▶ [YOUR ASSIGNMENT] Beginning with the line below that contains "indicate the climbing" and ending with the line that contains "indicate the grass", copy every line exactly. Copy nothing else.

▶ [DATA SHOWN]
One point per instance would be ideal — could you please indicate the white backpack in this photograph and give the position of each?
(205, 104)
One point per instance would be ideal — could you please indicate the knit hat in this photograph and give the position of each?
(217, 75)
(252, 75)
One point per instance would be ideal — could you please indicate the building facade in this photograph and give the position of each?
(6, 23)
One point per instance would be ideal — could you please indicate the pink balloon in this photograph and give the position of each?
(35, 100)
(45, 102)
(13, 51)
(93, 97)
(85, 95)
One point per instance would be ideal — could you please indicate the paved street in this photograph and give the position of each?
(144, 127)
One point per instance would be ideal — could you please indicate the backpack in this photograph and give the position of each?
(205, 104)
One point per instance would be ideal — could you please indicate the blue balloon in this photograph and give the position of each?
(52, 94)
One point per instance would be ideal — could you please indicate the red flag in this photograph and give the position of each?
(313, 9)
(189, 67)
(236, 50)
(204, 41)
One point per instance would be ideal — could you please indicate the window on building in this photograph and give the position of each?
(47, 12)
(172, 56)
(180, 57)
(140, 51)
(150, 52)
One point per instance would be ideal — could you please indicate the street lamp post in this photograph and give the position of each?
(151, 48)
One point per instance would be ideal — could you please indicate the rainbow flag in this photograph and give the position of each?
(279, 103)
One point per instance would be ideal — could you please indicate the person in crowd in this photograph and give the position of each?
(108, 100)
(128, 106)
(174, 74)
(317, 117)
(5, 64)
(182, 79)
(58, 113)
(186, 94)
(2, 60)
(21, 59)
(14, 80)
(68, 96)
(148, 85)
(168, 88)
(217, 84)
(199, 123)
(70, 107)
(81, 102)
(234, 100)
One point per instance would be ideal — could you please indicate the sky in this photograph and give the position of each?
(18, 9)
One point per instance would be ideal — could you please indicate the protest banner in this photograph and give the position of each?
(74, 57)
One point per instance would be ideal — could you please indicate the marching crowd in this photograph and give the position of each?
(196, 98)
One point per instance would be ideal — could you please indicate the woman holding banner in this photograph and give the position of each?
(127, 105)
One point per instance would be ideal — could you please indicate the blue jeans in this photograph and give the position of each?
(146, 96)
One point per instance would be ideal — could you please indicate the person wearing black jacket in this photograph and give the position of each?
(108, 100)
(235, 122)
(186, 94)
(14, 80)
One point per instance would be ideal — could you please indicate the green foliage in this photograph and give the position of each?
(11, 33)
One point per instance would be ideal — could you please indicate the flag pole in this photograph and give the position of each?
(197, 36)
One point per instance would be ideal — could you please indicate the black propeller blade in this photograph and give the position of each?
* * *
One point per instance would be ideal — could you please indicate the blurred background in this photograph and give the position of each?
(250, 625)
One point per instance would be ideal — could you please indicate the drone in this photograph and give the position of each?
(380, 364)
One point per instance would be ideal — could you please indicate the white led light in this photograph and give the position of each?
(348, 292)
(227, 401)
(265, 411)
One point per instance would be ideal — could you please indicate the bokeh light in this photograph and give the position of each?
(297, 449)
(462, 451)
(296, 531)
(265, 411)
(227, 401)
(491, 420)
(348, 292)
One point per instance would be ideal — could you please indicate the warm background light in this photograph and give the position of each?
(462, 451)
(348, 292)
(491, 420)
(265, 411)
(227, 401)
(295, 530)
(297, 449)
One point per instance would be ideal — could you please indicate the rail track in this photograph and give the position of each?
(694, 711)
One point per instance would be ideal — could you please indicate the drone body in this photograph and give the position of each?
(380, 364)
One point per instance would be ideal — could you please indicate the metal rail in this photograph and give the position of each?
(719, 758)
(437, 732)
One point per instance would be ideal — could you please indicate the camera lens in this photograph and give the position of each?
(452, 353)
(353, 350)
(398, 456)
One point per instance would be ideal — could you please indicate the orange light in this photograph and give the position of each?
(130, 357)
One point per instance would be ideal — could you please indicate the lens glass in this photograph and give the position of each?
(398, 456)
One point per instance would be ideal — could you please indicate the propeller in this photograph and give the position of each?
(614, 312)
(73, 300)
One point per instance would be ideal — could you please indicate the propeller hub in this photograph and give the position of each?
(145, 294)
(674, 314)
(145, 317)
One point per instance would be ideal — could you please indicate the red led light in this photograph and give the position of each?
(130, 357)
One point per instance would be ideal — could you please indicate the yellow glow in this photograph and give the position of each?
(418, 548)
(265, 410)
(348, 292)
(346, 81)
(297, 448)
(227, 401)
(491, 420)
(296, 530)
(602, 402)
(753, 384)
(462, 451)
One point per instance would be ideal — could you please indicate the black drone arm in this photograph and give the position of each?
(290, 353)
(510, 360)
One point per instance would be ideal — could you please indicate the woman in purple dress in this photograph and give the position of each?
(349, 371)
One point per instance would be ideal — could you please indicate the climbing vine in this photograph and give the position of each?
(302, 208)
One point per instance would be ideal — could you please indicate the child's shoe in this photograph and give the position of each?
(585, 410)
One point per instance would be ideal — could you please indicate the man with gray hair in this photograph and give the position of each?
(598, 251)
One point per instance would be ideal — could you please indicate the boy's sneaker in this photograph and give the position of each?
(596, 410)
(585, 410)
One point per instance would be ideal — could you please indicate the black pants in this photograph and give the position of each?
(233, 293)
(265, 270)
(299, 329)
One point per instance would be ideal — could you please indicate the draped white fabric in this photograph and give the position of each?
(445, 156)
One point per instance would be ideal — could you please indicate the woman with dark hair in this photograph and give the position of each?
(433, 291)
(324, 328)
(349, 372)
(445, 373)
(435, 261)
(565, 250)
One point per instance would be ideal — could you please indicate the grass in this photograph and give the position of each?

▶ [FINAL ANSWER]
One point per instance would be ideal — could you please indicate the climbing vine in this photograph and give the position of each?
(302, 208)
One point per instance would be ideal — could you please indicate the child's shoe in this photograph and give the position of each?
(585, 410)
One point per instance would be ideal — could you please indicate the man with gray hair in this photograph and give the position of each?
(598, 251)
One point per instance would be ideal — could you please indicate the boy's sneaker in this photograph and give the position of each?
(596, 410)
(585, 410)
One point per instance would be ideal — could you please indicate the black pants in this photograph and give the position of each?
(233, 293)
(265, 270)
(299, 329)
One point per instance would be ideal — could you please indicate the draped white fabric in this photograph and give the position of each?
(445, 156)
One point per instance would be ideal — could you please indicate the woman with dark hair in this photograph and give the position of each?
(433, 291)
(324, 328)
(349, 372)
(445, 373)
(435, 261)
(565, 250)
One point per instance would be ideal — could you please indicate the grass in this photograph and give the position of each?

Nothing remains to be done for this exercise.